Report how many lines in the rows below contain the word "beach", and give only that number.

-- START OF Available data --

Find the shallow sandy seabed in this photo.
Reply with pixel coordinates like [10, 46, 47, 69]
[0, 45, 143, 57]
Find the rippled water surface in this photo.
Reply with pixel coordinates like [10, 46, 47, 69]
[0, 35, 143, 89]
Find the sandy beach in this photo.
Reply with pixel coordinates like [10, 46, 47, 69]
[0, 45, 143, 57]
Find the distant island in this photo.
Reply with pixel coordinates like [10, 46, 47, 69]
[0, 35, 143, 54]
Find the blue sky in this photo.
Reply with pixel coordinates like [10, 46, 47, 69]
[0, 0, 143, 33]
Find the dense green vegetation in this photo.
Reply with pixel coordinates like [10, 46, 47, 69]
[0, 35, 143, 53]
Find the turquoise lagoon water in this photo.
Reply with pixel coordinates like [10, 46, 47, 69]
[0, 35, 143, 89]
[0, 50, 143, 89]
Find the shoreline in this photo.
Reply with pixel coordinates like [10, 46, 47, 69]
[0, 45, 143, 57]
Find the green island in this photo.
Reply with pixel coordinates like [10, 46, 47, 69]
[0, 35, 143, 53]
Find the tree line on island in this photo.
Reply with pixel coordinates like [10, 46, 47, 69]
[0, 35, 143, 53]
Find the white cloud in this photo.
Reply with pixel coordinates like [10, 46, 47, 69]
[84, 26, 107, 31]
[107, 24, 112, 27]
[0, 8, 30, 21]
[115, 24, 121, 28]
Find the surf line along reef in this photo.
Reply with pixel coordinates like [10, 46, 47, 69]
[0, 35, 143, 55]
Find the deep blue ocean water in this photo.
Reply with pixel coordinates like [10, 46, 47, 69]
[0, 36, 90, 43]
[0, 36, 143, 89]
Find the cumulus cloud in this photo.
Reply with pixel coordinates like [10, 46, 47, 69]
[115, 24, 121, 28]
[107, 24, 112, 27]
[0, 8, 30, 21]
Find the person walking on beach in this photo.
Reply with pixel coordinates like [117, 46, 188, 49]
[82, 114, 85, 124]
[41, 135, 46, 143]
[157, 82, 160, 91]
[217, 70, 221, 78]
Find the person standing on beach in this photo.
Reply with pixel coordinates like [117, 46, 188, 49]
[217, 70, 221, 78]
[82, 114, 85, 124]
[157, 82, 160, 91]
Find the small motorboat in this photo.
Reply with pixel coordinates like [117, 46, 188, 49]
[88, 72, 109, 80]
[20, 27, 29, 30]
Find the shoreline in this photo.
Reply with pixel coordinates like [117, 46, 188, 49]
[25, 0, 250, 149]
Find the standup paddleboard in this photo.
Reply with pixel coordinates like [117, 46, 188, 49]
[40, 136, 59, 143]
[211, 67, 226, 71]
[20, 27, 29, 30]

-- END OF Available data --

Final result
3